> **Task to complete**: After locating the line that contains "Return one point per instance of the hanging", restate it and each later line word for word through the end of the records.

> **Data**:
****
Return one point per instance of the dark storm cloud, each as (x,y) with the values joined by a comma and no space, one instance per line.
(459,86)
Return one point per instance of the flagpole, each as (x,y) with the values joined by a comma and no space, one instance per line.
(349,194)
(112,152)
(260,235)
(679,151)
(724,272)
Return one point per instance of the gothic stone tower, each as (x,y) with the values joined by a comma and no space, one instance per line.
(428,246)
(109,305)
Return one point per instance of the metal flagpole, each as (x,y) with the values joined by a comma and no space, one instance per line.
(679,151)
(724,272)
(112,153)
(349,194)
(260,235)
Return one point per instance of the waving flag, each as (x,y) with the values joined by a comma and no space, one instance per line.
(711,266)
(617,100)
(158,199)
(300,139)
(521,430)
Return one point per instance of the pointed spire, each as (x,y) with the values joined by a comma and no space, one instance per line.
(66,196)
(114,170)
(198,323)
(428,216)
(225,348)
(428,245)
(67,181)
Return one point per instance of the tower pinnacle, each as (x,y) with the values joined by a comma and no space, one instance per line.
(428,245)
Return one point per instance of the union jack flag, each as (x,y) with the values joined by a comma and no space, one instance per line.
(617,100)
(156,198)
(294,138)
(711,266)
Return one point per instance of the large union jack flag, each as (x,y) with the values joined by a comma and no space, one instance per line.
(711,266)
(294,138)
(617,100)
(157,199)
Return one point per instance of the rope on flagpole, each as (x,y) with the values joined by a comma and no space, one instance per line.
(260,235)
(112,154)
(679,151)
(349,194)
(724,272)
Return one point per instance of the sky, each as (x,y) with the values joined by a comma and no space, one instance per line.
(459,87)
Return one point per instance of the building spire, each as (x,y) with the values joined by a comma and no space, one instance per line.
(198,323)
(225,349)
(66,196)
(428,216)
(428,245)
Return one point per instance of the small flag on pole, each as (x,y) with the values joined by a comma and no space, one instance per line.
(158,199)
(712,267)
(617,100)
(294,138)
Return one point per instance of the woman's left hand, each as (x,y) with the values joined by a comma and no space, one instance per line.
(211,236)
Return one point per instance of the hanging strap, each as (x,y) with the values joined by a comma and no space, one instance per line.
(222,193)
****
> **Expected output**:
Return one point per instance of the hanging strap, each as (x,y) with the values joined by a comma and no space, one instance per line.
(222,193)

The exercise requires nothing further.